[Cuplikan Halaman]:
○ ○ ○ ○

Syarat-syarat Hewan Kurban
Para ulama sepakat bahwa jenis hewan yang sah untuk dijadikan kurban adalah unta, sapi, kerbau, kambing (yang berbuluh tipis/ma’z) dan domba (kambing yang berbulu tebal/dha’n).
Menurut jenisnya hewan yang lebih utama dijadikan kurban secara urut adalah unta, sapi/ kerbau, domba, lalu kambing. Keutamaan tersebut karena mempertimbangkan fisik unta lebih besar dibanding sapi dan satu ekor sapi lebih utama dibanding satu ekor kambing karena satu ekor sapi setara dengan tujuh ekor kambing.
Dalam hal menyembelih hewan kurban, maka yang utama secara urut adalah satu kambing lebih utama dari pada sepertujuh unta, sapi atau kerbau. Tujuh kambing lebih utama daripada satu ekor onta, sapi atau kerbau. hewan Jantan lebih utama daripada hewan betina. Hewan gemuk lebih utama daripada lainnya.
Syarat Hewan Kurban
Jenis-jenis hewan kurban sebagaimana di atas harus memenuhi syarat sebagai berikut :
- Umur atau tanggal gigi depan.
Jenis hewan yang syaratnya ditentukan umur adalah:
- Unta harus sudah berumur genap 5 tahun dan memasuki tahun keenam.
- Sapi dan kerbau harus sudah berumur genap 2 tahun dan memasuki tahun ketiga.
- Kambing (bulu tipis/ma’z) harus sudah berumur genap 2 tahun dan memasuki tahun ketiga.
- Domba (berbulu tebal/dho’n) harus sudah berumur genap 1 tahun dan memasuki tahun kedua, atau belum genap umur 1 tahun namun sudah lebih enam bulan dan sudah tanggal gigi depannya (powel)
- Tidak sakit atau cacat yang mengurangi daging
Cacat yang mengurangi daging adalah :
- pincang (‘arja), termasuk pincang yang disebabkan penyakit Penyakit Mulut dan Kuku (PMK).
- Buta salah satu mata (‘aura) atau keduanya (‘amya)
- terlalu kurus sehingga sumsum dagingnya mengering (ajfa’)
- kudisan yang tampak jelas (jarba’)
- telinga putus,
- ekor putus sebagian atau keseluruhan, namun jika tidak puya ekor dari lahir maka sah dibuat kurban.
- gila
Cacat-cacat yang yang tidak mempengaruhi berkurangnya daging, dapat digunakan untuk berkurban, seperti:
- sekedar lemah penglihatan (‘amsya’).
- ada cap kayy atau cos dengan besi panas (makwiyah)
- rabun malam (‘asywa’)
- telinga robek yang tidak sampai terputus, jika terputus walaupun hanya sebagian atau bahkan tidak punya telinga maka tidak sah dijadikan hewan kurban.
- tidak memiliki kantong susu, pantat, atau ekor sejak lahir.
- dikebiri (khashiyy) atau otot kedua pelirnya memar (mauju’).

○ ○ ○ ○

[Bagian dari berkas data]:
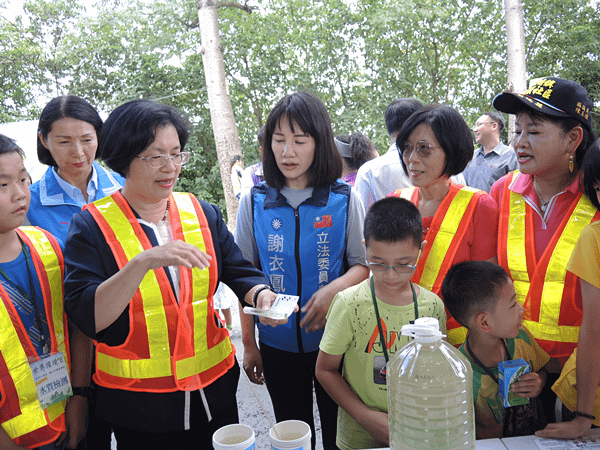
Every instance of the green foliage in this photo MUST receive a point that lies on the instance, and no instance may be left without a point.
(356, 55)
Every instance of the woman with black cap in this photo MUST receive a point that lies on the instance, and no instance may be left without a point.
(542, 209)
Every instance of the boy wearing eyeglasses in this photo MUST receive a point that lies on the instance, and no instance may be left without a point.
(364, 324)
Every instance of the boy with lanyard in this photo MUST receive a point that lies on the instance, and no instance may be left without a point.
(481, 296)
(32, 324)
(364, 324)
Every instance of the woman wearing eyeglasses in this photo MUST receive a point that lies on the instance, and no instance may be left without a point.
(459, 223)
(142, 266)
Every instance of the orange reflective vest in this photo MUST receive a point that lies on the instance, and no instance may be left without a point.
(546, 290)
(448, 228)
(171, 346)
(21, 415)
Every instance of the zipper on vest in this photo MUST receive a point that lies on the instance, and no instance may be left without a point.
(299, 274)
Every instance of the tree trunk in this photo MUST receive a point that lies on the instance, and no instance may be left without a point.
(225, 130)
(517, 69)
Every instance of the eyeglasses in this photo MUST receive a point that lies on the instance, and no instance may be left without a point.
(398, 268)
(480, 124)
(423, 149)
(158, 161)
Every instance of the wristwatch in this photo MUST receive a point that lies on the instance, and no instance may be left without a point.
(86, 391)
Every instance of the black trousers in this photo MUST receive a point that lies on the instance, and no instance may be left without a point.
(289, 378)
(221, 398)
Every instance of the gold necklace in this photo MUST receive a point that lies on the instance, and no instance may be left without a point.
(543, 204)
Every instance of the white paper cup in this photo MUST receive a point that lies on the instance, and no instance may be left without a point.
(290, 434)
(234, 437)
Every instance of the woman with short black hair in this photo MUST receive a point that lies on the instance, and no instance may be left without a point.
(459, 222)
(142, 266)
(303, 228)
(67, 141)
(542, 215)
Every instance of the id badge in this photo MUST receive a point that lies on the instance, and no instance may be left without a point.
(51, 378)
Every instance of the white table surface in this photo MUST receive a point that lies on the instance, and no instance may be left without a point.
(527, 443)
(484, 444)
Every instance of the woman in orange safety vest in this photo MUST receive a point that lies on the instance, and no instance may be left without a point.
(142, 266)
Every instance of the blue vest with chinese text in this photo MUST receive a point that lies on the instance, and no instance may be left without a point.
(300, 251)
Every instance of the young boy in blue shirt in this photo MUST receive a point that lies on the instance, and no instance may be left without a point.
(393, 234)
(481, 296)
(32, 322)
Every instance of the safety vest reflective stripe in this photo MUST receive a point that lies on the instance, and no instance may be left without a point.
(48, 262)
(448, 228)
(444, 244)
(513, 217)
(195, 351)
(543, 292)
(451, 222)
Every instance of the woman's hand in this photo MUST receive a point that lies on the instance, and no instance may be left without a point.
(76, 421)
(574, 429)
(529, 385)
(265, 299)
(376, 423)
(252, 364)
(174, 253)
(114, 294)
(316, 309)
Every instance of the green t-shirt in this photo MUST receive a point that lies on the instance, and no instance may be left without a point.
(489, 411)
(352, 331)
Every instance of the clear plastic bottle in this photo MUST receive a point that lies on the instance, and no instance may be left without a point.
(430, 393)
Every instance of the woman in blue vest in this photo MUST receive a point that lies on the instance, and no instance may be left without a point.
(67, 141)
(303, 228)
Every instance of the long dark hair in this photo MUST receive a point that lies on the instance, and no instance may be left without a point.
(308, 113)
(58, 108)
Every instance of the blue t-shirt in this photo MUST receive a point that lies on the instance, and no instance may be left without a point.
(18, 274)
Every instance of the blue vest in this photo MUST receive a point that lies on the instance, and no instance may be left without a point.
(300, 251)
(51, 209)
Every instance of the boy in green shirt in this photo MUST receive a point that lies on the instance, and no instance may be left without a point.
(393, 236)
(481, 297)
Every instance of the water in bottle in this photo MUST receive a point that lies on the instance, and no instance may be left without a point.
(430, 393)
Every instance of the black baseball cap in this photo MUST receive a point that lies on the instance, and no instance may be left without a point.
(556, 97)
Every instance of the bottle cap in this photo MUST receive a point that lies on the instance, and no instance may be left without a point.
(425, 331)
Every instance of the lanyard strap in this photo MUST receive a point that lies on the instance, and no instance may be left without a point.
(32, 300)
(381, 338)
(480, 364)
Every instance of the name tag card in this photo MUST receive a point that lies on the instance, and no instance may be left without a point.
(281, 308)
(52, 380)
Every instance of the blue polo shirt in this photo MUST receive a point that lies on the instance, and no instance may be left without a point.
(54, 201)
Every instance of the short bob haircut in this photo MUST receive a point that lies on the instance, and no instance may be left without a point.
(590, 175)
(68, 106)
(471, 288)
(132, 127)
(391, 220)
(8, 145)
(308, 113)
(450, 130)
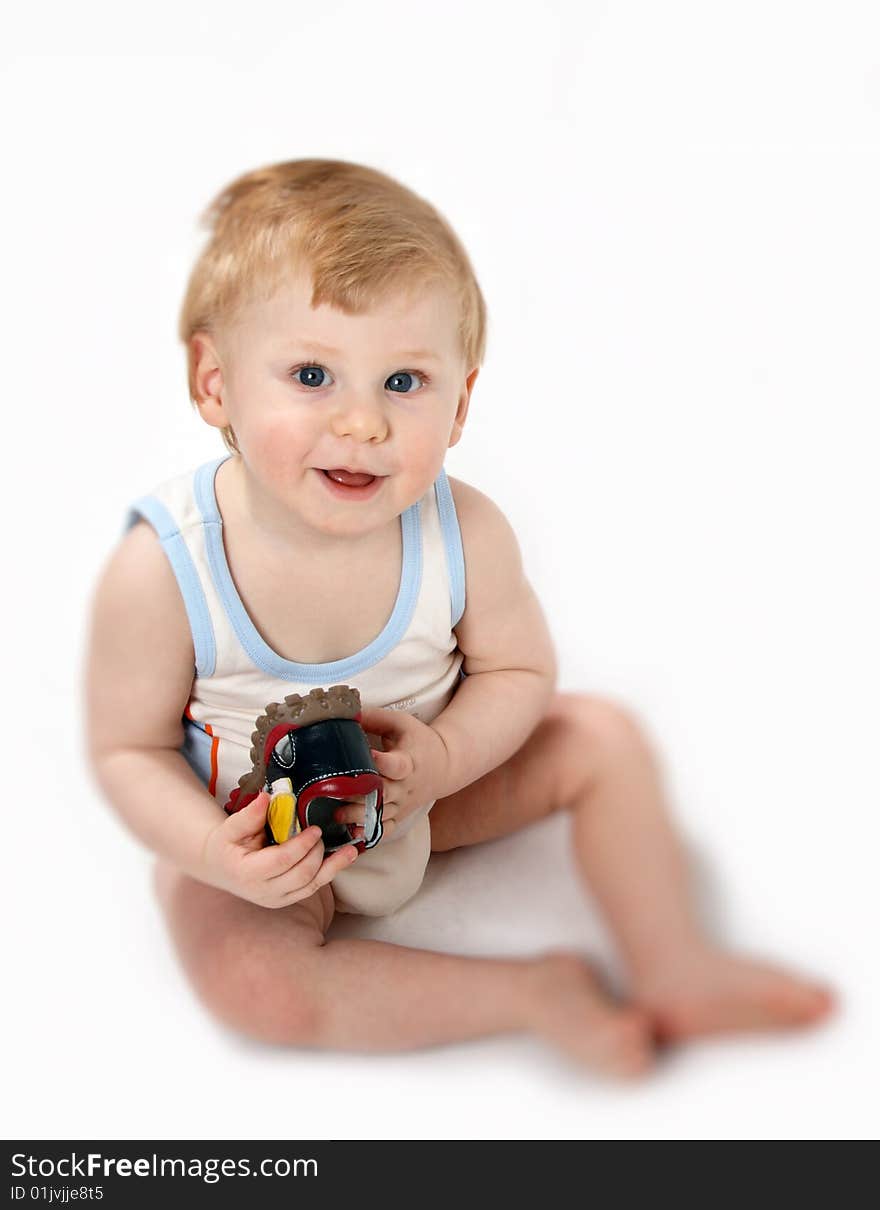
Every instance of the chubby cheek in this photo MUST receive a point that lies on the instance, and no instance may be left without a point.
(276, 449)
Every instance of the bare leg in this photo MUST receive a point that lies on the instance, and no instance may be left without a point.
(272, 975)
(590, 758)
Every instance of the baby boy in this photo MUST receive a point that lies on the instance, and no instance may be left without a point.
(334, 332)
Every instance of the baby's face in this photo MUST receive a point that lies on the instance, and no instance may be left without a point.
(310, 390)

○ ○ ○ ○

[Ketentuan Latihan]:
A. Jawablah pertanyaan berikut berdasarkan teks tentang syarat hewan kurban, masing-masing pada baris tersendiri:
(i) Berapa umur minimal unta agar sah dijadikan kurban?
(ii) Satu ekor sapi disebut setara dengan berapa ekor kambing?
(iii) Apa istilah yang dipakai teks untuk rabun malam?
B. Sebutkan semua cacat yang mengurangi daging menurut teks tentang syarat hewan kurban.
C. Teruskan teks tentang syarat hewan kurban mulai dari sesudah butir terakhir yang ditampilkan.

[Kunci Jawaban]:
A.
(i) Unta harus sudah berumur genap 5 tahun dan memasuki tahun keenam.
(ii) Satu ekor sapi setara dengan tujuh ekor kambing.
(iii) Istilahnya adalah ‘asywa’.

B.
- Pincang (‘arja), termasuk pincang yang disebabkan Penyakit Mulut dan Kuku (PMK)
- Buta salah satu mata (‘aura) atau keduanya (‘amya)
- Terlalu kurus sehingga sumsum dagingnya mengering (ajfa’)
- Kudisan yang tampak jelas (jarba’)
- Telinga putus
- Ekor putus sebagian atau keseluruhan
- Gila

C.
- tidak memiliki tanduk atau tanduknya pecah yang tidak sampai menyebabkan rusak atau berkurangnya daging.
Distribusi Daging Kurban
Kurban Sunnah dan Ketentuan Pembagiannya
Terdapat tiga jenis tasharruf atau pembagian daging kurban yaitu memakan/akl, sedekah dan hadiah /ihda’. Ketentuan tasharruf daging kurban berdasar pada status wajib dan sunahnya kurban.Dalam pembagian daging kurban sunnah, berlaku tiga istilah tersebut di atas, yaitu:
- Memakan
Pengkurban memakan sebagian dari daging kurban sunnah hukumnya sunnah bahkan sangat dianjurkan mengingat ada ulama yang mewajibkan. Yang paling utama, kadar yang dimakan pekurban adalah satu atau dua luqmah, menurut Qaul Qadim Imam Syafi’i sunnah memakan separuhnya, dan sunah sepertiganya menurut Qaul Jadid Imam Syafi’i. Utamanya lagi yang dimakan adalah hatinya (kabid)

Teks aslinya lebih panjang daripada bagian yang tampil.